● **Brano selezionato**:
────

Seduta del 18 ottobre 2016

Risposta del Governo di Franca Biondelli, Sottosegretaria al Lavoro e alle Politiche Sociali, replica di Francesco Laforgia.

Risposta del governo

Grazie, Presidente. Con riferimento all'atto parlamentare degli onorevoli Laforgia e Gregori, concernente l'utilizzo dei buoni lavoro, cosiddetti voucher, per le prestazioni di lavoro accessorio, passo a illustrare quanto segue. 
È opportuno precisare che il lavoro accessorio, introdotto dal decreto legislativo n. 276 del 2003, si sostanzi in una particolare modalità lavorativa, la cui principale finalità è quella di regolamentare quelle prestazioni lavorative definite per l'appunto accessorie, non riconducibili a forme tipiche di contratto di lavoro e svolte in modo saltuario ed occasionale da soggetti considerati nella maggior parte dei casi di difficile occupabilità. Si è inteso in tale modo regolarizzare attività normalmente saltuari e marginali, svolte in nero, nell'intento di assicurare al prestatore di lavoro un minimum di tutele previdenziali e assicurative. Il pagamento della prestazione accessoria avviene unicamente attraverso lo strumento dei buoni lavoro (voucher), non essendo ammesse modalità retributive diverse. 
L'originaria disciplina del lavoro accessorio ha subìto una radicale trasformazione con la legge n. 92 del 2012 (riforma Fornero) e successivamente con il decreto-legge n. 76 del 2013, che hanno eliminato le limitazioni di tipo oggettivo e soggettivo e fatto venir meno la natura occasionale dell'istituto. Conseguentemente tale categoria di lavoro è stata definita dai soli limiti economici dei compensi percepiti dal prestatore di lavoro, a prescindere dalla tipologia di attività svolta, identificandosi dunque con l'insieme delle prestazioni lavorative che non danno luogo, con riferimento alla totalità di committenti, a compensi superiore a 5 mila euro nel corso di un anno solare e, con riferimento a ciascun singolo committente, ad un compenso superiore ai 2 mila euro. Obiettivo del legislatore con questi interventi di modifica era certamente quello di estendere il ricorso ad un istituto volto principalmente a favorire l'emersione del lavoro irregolare principalmente tra i soggetti privi di una stabile occupazione o che si trovassero in fase di transizione da un'occupazione ad un'altra.

────

● **Esercizio assegnato**: Cita senza alcuna modifica la parte del testo sui buoni lavoro che si apre con le parole contenenti «Seduta del 18» e si chiude con «di Francesco Laforgia.».

────

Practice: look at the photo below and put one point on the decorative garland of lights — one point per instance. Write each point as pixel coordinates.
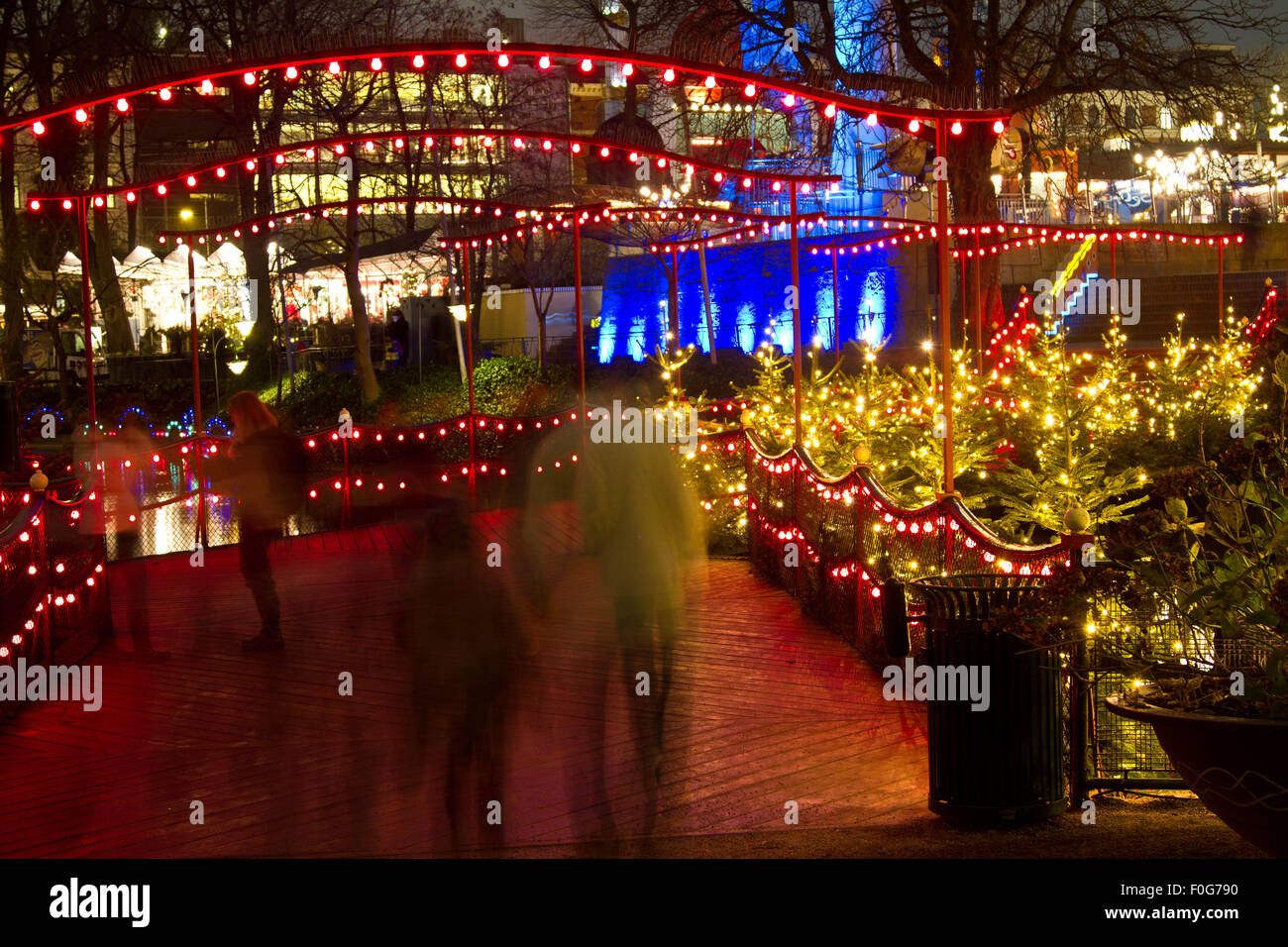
(1034, 236)
(249, 161)
(323, 211)
(55, 595)
(883, 513)
(1265, 320)
(410, 56)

────

● **In risposta**:
Seduta del 18 ottobre 2016

Risposta del Governo di Franca Biondelli, Sottosegretaria al Lavoro e alle Politiche Sociali, replica di Francesco Laforgia.